• **DESCRIPTION OF THE TASK**
Swap each "lizard" in the records for "gecko" and write all the lines out again with nothing else changed.

• **ENTRIES SUPPLIED**
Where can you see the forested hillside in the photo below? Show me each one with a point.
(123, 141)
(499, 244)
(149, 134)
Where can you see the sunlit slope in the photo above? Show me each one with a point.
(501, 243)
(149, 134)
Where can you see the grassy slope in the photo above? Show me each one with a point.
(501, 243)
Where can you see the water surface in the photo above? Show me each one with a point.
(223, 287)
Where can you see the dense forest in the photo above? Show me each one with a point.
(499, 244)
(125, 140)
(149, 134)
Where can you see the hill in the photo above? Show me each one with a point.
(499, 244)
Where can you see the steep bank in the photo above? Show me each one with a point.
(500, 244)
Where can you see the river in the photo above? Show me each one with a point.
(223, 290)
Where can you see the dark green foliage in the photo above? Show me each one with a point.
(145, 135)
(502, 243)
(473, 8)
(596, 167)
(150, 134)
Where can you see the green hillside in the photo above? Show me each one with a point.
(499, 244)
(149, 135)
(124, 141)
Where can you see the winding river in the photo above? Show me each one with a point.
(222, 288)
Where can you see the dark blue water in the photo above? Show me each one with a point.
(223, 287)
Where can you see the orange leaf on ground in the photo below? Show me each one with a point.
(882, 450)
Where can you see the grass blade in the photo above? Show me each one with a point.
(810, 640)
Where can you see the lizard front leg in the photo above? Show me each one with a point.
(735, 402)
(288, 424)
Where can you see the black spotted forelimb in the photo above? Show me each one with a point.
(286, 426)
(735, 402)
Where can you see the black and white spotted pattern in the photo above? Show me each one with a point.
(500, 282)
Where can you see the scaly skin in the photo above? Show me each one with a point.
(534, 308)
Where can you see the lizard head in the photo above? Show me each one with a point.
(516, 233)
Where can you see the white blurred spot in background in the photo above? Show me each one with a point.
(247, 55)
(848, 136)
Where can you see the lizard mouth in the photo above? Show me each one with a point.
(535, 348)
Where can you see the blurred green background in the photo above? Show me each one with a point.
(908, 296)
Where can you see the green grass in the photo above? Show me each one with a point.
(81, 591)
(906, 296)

• **RESULT OF THIS EXERCISE**
Where can you see the forested hillside in the photo below? Show me each one with a point.
(123, 141)
(499, 244)
(149, 134)
Where can you see the sunlit slope in the photo above? Show me each one with a point.
(501, 243)
(149, 134)
Where can you see the grassy slope in the photo above? Show me each one with a point.
(501, 243)
Where can you see the water surface in the photo above? Show me each one with a point.
(223, 287)
Where can you see the dense forest in the photo above? Show me each one with a point.
(499, 244)
(125, 140)
(149, 134)
Where can you see the hill in the photo above? Show me each one with a point.
(499, 244)
Where can you see the steep bank in the photo above? Show me each one with a point.
(500, 244)
Where can you see the river in the photo above? Show me each one with a point.
(223, 290)
Where can you see the dark green foliage in the photo above? Show me each one with a point.
(145, 135)
(502, 243)
(473, 8)
(596, 167)
(150, 134)
Where can you see the green hillside in the photo above? Show me each one with a point.
(499, 244)
(149, 135)
(124, 141)
Where can you see the winding river in the photo above? Show me each one with a point.
(222, 288)
Where can you see the dark blue water in the photo above? Show me each one with a point.
(223, 287)
Where can you see the orange leaf on ground in the photo below? Show me each one with a point.
(882, 450)
Where can you see the grass blade in the photo above? Show me each one with a point.
(810, 640)
Where can you see the gecko front leg in the photo above? Show me each one with a point.
(735, 402)
(288, 424)
Where can you see the black spotted forelimb in the photo above? Show me each one with a point.
(286, 426)
(735, 402)
Where can you see the black and white spotted pattern in the photo above? Show me each one with a point.
(500, 282)
Where can you see the scaly skin in the photo above? Show me each one with a point.
(534, 308)
Where can you see the gecko head in the photo above? Show me each one with a point.
(516, 233)
Where can you see the white blurred spot in background in the photo above? Show me each one with a point.
(247, 55)
(848, 136)
Where can you see the gecko mouth in the photo above? Show me each one with a point.
(535, 348)
Where can you see the blurred green background in the photo above? Show me each one with a point.
(908, 296)
Where can you see the green grass in the photo above? Show me each one with a point.
(81, 591)
(906, 296)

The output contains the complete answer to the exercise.